## DIRECTIONS:
What follows is a set of records; repeat all of them exactly.

[MATERIAL FOR THIS EXERCISE — start]

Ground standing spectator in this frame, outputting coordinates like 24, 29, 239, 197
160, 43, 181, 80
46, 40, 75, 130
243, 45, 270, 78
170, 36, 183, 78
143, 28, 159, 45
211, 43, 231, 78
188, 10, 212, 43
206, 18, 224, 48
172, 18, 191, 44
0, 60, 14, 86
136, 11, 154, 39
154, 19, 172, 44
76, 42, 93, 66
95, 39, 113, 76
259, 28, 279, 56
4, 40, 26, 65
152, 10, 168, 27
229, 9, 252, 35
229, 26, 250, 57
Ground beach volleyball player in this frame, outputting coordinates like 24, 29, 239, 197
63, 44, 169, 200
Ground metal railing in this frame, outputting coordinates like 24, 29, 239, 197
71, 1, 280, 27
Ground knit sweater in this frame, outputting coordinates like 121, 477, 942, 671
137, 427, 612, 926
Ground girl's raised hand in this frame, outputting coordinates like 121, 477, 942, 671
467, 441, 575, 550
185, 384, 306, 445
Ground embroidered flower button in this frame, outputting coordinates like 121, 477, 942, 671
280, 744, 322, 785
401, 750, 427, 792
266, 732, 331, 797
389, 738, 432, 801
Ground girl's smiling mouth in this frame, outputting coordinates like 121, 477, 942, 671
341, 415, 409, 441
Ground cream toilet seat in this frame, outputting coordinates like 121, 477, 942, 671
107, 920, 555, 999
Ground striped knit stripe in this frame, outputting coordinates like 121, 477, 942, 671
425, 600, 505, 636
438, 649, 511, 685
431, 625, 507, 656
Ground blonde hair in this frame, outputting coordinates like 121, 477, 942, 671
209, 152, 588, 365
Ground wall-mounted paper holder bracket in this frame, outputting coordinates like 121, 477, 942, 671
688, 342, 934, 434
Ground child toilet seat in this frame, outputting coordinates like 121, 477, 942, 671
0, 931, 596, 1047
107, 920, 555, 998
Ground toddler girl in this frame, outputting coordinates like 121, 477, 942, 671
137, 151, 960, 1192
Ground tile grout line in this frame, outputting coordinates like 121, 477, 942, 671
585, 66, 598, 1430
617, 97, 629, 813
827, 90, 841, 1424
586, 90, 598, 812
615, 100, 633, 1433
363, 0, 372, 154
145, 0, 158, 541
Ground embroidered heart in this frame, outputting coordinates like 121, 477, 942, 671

[MATERIAL FOR THIS EXERCISE — finish]

## REPLY:
Ground standing spectator in this frame, outputting coordinates like 24, 29, 239, 197
160, 43, 181, 80
46, 40, 75, 130
243, 45, 270, 78
170, 36, 183, 78
143, 28, 159, 45
211, 43, 231, 78
188, 10, 212, 43
206, 18, 224, 48
172, 18, 191, 44
0, 60, 14, 86
136, 11, 154, 39
154, 19, 172, 44
76, 42, 93, 66
95, 39, 113, 76
259, 28, 279, 56
4, 40, 26, 65
152, 10, 168, 27
229, 9, 252, 35
229, 26, 250, 57
Ground beach volleyball player in this frame, outputting coordinates like 24, 29, 239, 197
63, 44, 169, 200
Ground metal railing in this frame, outputting coordinates like 24, 29, 239, 197
71, 1, 280, 27
Ground knit sweater in this frame, outputting coordinates like 121, 477, 942, 671
137, 427, 612, 926
Ground girl's raised hand in this frame, outputting coordinates like 121, 477, 942, 671
467, 441, 575, 550
185, 384, 306, 445
Ground embroidered flower button in this frame, outputting coordinates like 121, 477, 942, 671
280, 744, 322, 785
401, 750, 427, 792
266, 732, 331, 797
389, 738, 432, 801
Ground girl's smiling mouth in this frame, outputting coordinates like 121, 477, 942, 671
341, 415, 409, 441
Ground cream toilet seat in this frame, outputting coordinates like 121, 477, 942, 671
107, 920, 555, 999
Ground striped knit stripe in this frame, outputting coordinates like 121, 477, 942, 671
425, 600, 505, 636
438, 649, 511, 685
431, 625, 507, 656
Ground blonde hair in this frame, outputting coordinates like 121, 477, 942, 671
209, 152, 588, 365
Ground wall-mounted paper holder bracket in this frame, outputting coordinates like 121, 477, 942, 671
688, 342, 934, 434
Ground child toilet seat in this frame, outputting coordinates like 121, 477, 942, 671
0, 931, 596, 1047
107, 920, 555, 998
Ground toddler girl in this frame, outputting coordinates like 121, 477, 942, 671
137, 151, 960, 1192
Ground tile grout line in this frame, outputting coordinates like 121, 477, 942, 671
585, 66, 598, 1430
617, 97, 629, 813
827, 90, 841, 1424
586, 90, 598, 812
615, 100, 633, 1433
363, 0, 372, 154
145, 0, 158, 541
Ground embroidered heart in this frame, outputting coordinates like 121, 477, 942, 671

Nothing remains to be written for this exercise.